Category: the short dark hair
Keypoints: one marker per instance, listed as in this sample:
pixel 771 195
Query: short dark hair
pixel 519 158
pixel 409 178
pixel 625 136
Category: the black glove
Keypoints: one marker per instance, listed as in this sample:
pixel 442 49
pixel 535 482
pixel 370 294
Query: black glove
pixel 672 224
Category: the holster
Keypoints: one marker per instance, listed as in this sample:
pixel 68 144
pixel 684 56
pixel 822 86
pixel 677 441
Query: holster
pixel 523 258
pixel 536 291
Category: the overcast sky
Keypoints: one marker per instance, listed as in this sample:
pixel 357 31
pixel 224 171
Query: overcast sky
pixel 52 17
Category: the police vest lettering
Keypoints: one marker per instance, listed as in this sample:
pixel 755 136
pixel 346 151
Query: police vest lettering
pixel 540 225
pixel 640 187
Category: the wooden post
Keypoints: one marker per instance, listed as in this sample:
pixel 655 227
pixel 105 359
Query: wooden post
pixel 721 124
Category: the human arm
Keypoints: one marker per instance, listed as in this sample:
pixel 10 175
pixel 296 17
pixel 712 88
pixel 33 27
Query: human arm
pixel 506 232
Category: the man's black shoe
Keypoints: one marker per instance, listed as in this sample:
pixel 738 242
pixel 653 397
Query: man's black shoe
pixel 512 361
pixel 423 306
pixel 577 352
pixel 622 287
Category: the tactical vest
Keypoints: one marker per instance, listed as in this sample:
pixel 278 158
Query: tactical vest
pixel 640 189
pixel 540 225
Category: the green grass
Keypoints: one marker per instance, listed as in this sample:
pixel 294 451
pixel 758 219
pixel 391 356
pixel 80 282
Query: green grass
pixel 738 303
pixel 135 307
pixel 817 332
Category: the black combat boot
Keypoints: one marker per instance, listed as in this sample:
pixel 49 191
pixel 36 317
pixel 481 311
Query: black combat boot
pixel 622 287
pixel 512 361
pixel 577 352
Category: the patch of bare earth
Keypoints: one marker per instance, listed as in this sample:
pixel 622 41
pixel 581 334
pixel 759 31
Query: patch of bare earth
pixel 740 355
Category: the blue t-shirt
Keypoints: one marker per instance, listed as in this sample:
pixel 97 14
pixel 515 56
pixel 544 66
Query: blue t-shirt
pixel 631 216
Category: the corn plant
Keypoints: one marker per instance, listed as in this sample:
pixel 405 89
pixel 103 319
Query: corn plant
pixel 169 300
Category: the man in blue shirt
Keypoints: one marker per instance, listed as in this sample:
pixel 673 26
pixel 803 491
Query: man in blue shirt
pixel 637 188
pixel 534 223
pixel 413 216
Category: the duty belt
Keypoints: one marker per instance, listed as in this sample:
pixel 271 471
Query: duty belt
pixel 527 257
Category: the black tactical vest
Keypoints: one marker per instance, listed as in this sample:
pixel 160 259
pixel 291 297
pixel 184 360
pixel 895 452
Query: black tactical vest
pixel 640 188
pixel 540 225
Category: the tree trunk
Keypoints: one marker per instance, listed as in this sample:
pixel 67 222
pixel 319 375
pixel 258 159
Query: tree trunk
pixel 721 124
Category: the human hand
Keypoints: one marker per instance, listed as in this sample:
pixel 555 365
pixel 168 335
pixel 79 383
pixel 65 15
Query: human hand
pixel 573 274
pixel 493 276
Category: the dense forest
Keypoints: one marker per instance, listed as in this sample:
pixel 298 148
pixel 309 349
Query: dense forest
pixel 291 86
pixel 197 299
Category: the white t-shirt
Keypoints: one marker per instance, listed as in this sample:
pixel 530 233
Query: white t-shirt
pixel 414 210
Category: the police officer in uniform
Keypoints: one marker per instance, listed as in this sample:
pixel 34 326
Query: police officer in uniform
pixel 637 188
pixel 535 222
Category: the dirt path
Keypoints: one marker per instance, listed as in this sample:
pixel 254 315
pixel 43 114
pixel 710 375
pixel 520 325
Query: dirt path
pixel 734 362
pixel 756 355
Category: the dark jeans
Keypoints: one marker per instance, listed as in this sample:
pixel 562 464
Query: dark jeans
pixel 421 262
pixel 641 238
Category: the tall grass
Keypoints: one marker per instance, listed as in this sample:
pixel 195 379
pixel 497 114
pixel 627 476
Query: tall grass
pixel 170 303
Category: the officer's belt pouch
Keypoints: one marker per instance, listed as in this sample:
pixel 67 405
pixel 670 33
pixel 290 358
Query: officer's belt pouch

▬▬▬

**Problem:**
In the data above, how many lines carry the string "pouch"? Only the number should be given.

**Answer to this problem:**
2